Stored dataset items:
'''
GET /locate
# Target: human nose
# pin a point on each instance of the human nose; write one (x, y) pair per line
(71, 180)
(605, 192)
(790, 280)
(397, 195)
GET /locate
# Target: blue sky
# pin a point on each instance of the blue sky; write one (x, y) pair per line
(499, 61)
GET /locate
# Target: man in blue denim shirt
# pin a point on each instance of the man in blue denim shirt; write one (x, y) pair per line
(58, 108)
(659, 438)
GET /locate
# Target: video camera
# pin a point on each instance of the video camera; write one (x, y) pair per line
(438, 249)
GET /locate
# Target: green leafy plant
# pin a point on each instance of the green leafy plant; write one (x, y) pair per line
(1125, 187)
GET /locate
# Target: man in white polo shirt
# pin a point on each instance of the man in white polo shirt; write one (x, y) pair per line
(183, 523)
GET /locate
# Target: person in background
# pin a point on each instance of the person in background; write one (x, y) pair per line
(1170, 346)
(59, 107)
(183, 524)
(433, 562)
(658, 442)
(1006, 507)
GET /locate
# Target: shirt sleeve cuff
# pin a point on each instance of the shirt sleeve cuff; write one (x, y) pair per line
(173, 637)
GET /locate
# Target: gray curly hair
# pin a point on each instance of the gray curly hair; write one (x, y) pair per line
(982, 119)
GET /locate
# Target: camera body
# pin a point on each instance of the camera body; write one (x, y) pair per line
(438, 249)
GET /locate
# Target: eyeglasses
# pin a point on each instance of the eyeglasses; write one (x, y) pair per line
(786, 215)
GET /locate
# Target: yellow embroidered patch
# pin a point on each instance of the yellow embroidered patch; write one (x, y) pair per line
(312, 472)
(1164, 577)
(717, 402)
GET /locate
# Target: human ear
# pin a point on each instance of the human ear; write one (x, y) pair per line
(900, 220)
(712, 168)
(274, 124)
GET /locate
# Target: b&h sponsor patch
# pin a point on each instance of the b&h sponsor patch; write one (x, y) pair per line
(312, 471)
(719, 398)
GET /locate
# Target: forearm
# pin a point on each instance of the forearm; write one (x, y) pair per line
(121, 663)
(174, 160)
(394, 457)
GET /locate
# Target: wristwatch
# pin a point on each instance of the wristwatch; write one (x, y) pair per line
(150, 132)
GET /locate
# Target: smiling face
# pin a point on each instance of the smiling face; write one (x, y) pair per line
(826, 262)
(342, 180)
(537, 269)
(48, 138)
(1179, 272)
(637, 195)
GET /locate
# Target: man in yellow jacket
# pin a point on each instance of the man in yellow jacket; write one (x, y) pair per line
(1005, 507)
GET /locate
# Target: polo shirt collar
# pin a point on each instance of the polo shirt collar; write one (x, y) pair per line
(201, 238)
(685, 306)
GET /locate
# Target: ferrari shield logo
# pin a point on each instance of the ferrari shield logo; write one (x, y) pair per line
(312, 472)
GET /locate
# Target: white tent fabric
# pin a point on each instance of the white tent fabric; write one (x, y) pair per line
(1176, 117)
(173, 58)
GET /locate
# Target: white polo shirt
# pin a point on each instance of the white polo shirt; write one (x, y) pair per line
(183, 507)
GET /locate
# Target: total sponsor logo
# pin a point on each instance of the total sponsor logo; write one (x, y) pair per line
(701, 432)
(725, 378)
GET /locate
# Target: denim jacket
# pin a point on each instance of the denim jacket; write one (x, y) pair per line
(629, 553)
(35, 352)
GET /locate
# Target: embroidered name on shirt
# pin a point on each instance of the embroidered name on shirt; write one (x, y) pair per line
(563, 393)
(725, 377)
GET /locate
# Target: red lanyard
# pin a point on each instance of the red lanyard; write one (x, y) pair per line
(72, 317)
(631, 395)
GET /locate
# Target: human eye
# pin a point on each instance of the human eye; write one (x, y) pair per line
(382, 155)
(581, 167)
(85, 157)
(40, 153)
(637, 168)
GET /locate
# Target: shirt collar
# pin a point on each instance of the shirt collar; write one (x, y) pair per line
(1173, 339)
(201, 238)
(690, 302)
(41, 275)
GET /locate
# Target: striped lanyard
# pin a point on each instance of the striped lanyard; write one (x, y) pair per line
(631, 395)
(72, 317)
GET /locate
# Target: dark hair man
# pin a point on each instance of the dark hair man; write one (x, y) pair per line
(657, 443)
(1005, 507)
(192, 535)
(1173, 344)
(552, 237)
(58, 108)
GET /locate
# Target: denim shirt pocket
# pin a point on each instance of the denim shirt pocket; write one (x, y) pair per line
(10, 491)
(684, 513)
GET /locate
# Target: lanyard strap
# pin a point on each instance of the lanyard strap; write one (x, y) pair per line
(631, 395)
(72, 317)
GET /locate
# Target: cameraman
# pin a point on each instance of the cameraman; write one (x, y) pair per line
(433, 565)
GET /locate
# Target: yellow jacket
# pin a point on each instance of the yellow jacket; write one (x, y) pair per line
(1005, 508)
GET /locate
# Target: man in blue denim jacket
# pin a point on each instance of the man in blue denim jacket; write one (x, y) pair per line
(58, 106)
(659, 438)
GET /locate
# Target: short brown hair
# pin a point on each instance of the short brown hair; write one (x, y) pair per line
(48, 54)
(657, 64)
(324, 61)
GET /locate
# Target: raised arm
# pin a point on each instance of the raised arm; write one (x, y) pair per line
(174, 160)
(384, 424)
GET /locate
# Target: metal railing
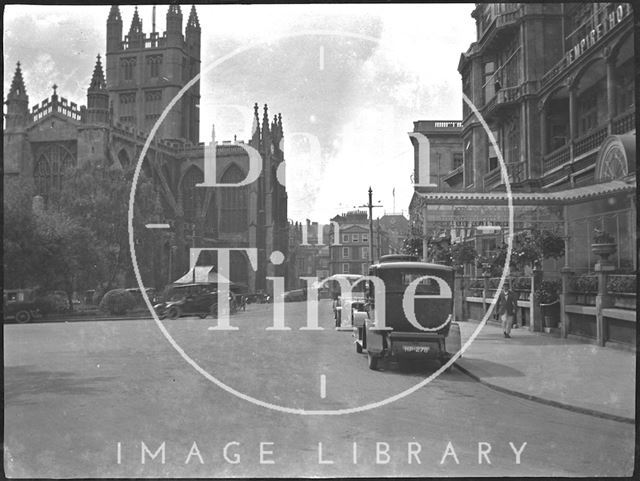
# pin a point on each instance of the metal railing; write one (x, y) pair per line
(591, 140)
(556, 158)
(624, 123)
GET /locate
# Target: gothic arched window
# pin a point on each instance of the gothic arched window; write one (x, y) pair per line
(233, 202)
(123, 157)
(49, 170)
(192, 196)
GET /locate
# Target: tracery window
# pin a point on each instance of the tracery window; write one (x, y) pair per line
(154, 62)
(233, 202)
(49, 171)
(192, 196)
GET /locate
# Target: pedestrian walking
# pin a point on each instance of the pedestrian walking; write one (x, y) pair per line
(507, 305)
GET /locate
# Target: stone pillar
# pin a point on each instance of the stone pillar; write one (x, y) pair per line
(458, 300)
(465, 306)
(573, 124)
(536, 323)
(603, 300)
(485, 287)
(611, 92)
(566, 274)
(543, 129)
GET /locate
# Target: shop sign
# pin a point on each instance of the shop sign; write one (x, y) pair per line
(609, 21)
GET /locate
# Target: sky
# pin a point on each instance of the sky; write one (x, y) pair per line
(349, 80)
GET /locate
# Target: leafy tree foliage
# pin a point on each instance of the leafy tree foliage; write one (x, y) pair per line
(82, 240)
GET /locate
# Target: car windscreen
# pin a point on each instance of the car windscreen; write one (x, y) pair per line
(397, 280)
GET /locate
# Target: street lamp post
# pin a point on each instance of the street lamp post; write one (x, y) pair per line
(371, 206)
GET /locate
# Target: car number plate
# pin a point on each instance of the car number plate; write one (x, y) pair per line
(422, 349)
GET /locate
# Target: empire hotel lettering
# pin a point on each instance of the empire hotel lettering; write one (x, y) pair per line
(609, 21)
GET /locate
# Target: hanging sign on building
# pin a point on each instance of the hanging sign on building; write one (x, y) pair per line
(471, 216)
(608, 22)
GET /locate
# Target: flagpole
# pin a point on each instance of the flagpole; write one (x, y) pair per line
(394, 200)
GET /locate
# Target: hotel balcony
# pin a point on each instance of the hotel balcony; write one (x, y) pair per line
(580, 153)
(515, 170)
(454, 177)
(496, 22)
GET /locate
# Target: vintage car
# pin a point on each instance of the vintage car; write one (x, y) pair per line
(339, 298)
(418, 313)
(349, 302)
(199, 299)
(19, 305)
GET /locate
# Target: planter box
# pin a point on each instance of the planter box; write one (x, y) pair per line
(624, 301)
(586, 299)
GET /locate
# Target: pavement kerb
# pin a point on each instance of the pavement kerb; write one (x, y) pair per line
(549, 402)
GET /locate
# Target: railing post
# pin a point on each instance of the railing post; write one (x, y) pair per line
(603, 299)
(485, 288)
(536, 324)
(566, 274)
(458, 301)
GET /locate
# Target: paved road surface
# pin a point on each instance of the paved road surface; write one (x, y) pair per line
(85, 399)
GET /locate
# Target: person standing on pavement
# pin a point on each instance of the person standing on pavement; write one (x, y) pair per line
(507, 305)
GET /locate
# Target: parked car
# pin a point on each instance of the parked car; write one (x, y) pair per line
(257, 298)
(19, 305)
(200, 299)
(297, 295)
(137, 295)
(347, 303)
(431, 333)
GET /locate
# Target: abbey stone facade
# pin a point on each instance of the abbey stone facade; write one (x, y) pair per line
(143, 74)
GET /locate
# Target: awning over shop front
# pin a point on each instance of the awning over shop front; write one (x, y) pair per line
(575, 195)
(202, 274)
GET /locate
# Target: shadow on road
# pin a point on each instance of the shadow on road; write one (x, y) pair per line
(422, 369)
(22, 382)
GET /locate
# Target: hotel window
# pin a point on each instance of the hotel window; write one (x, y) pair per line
(154, 62)
(468, 163)
(127, 108)
(493, 156)
(466, 88)
(457, 160)
(513, 141)
(489, 81)
(588, 110)
(233, 202)
(625, 88)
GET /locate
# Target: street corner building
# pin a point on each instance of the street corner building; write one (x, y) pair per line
(141, 75)
(555, 84)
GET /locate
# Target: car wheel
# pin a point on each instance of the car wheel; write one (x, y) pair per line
(443, 361)
(360, 345)
(22, 317)
(373, 361)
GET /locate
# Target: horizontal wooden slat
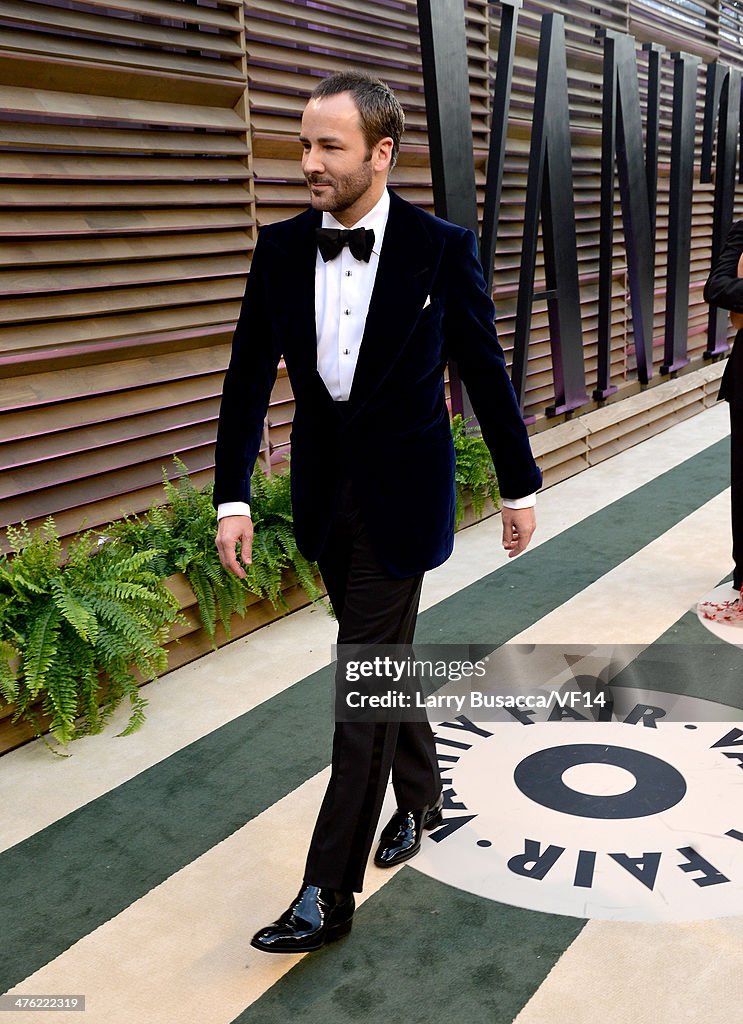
'''
→ **What this task involves**:
Find every line in the data above that contains the word "lanyard", and copy each of those lines.

→ **Response to the exercise**:
# Target: red lanyard
# pin a point on each instance of the red lanyard; write one (x, y) pair per line
# Target: striped lanyard
# pin a point on each instance of the striped lanyard; write one (x, y) pair per line
# Target: lanyard strap
# pin a point on each instance of the lanyard strap; write one (x, y) pair per line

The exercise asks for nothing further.